STATED PROBLEM: Retype exactly the stretch of lines that begins at the line containing "of the hillside" and ends at the last line of the data, with no other lines.

INFORMATION SUPPLIED:
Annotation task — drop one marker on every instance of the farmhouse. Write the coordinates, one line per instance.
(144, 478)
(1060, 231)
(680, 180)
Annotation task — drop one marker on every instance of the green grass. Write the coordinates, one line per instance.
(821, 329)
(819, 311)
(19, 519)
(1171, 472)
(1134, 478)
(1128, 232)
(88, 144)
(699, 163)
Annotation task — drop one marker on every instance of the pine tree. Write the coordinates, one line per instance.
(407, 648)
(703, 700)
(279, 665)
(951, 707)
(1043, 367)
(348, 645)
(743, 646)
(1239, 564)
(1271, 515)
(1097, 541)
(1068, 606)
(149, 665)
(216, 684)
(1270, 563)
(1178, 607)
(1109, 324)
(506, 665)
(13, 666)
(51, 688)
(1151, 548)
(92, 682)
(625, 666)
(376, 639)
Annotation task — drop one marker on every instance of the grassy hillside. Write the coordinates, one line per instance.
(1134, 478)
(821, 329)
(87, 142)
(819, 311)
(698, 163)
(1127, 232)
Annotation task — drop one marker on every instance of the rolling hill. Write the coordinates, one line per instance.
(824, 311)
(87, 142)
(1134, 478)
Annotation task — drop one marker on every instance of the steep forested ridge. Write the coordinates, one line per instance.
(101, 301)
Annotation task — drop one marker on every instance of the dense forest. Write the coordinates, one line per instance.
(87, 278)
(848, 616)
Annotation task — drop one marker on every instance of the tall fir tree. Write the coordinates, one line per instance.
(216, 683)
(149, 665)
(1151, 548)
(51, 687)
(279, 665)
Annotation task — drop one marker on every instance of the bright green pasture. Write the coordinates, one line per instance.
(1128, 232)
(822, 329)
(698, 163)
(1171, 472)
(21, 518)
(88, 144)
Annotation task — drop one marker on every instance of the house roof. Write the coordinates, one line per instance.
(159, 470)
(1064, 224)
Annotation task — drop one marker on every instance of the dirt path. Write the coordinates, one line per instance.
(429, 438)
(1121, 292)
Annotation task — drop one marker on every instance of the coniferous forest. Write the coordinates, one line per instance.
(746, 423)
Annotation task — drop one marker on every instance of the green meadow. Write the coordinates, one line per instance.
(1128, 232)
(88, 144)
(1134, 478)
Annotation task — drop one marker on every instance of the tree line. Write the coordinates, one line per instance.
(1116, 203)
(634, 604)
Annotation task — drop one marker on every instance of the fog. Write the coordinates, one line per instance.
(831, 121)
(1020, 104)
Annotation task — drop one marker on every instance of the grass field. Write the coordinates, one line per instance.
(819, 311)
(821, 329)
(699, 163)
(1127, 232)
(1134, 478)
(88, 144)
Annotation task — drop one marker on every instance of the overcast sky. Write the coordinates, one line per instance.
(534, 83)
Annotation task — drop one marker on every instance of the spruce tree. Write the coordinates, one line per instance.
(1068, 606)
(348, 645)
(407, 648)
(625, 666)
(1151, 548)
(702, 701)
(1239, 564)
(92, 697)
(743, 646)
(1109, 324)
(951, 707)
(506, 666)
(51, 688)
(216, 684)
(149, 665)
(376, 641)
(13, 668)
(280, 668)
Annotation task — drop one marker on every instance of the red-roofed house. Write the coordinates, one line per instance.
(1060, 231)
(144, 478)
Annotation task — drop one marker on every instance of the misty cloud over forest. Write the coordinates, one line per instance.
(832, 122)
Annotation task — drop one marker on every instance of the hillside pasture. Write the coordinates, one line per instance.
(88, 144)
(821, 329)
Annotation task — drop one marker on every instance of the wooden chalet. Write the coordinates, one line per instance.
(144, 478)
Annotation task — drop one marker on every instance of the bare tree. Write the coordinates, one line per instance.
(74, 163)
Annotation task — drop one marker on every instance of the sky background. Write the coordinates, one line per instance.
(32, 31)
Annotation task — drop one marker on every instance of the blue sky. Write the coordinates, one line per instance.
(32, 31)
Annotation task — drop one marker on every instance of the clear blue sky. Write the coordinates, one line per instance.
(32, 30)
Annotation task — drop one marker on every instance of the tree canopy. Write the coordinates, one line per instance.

TASK SOLUTION:
Annotation task — drop one marker on every instance of the hillside pasture. Write the coordinates, one line per instance.
(88, 144)
(821, 329)
Annotation task — drop one marker on every instance of the wooden chalet. Write the coordinates, one line per instance.
(144, 478)
Annotation task — drop one marker on every instance of the bare tree. Write the coordinates, one line per instance.
(74, 163)
Annotation task — drop one marker on every instance of the sky background. Write the coordinates, one line per instance.
(32, 31)
Annotation task — drop one marker on every instance of the blue sky. Write the coordinates, one line per instance.
(32, 31)
Annotation task — drop one marker on every instance of the clear blue sky. Write the coordinates, one line per instance.
(32, 30)
Annotation task — drop one marker on every instance of the tree canopy. Write the coordinates, one line per instance.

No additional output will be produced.